### Items listed in a dataset
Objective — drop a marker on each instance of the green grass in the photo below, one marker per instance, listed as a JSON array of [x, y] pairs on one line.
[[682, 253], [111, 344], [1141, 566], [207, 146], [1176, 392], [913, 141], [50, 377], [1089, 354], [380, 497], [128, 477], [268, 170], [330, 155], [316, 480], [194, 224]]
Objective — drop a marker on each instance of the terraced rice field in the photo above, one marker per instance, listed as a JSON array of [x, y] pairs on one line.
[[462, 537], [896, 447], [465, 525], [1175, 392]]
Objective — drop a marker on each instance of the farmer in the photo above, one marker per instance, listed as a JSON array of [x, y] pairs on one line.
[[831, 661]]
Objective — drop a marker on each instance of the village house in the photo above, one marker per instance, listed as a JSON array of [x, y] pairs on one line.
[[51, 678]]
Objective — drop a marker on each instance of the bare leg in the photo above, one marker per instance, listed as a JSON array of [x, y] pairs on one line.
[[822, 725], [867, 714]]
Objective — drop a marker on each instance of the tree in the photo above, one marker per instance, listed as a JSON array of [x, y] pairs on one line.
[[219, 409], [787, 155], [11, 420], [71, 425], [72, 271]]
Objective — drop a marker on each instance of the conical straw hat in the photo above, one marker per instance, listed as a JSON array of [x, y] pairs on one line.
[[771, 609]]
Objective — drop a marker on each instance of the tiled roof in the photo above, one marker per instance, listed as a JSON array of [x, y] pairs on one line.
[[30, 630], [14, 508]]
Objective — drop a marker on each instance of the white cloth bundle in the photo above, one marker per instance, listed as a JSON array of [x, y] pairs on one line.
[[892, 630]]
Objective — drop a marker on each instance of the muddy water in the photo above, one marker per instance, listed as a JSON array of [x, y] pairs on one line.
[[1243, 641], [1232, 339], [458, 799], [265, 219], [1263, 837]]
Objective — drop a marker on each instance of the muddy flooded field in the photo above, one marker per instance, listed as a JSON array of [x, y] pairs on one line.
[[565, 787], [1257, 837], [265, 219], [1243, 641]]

### AIM OF THE TASK
From the line holding "Objective — drop a marker on each instance of the tree" down to the final line above, quote every line exactly and only those lines.

### OUTPUT BELOW
Objective — drop a marker on each instance of the tree in the photo above, one marker per instance, listed as a JSON array of [x, y] pairs on one line.
[[219, 409], [787, 155], [11, 420], [71, 425], [72, 271]]
Objective — drop a marker on each instance of the conical straw hat in the photo above, one marker per instance, listed as a JSON array of [x, y] pairs on one line.
[[771, 609]]
Objective — drop a marker on each instance of the tiled roof in the photo above, one marker per instance, listed as a JSON array of [x, y] pairs on one line.
[[30, 630], [14, 508]]
Objective — drop a marker on each instance of the white cloth bundle in the photo above, one marker per instance, listed as a JSON array of [x, y] pairs on one line.
[[892, 630]]
Objective — drop a marker on each instance of the muddy water in the photo above, one marker per instance, listed as a JSON array of [x, y] pairs on one line.
[[1243, 641], [1232, 339], [458, 799], [265, 219], [1263, 837]]
Objective — drop a marker on each instance of the muddy flooded field in the photo above, one marker per instance, listed as a JSON array of [x, y] pairs on one line.
[[565, 787], [1257, 837], [265, 219], [1243, 641]]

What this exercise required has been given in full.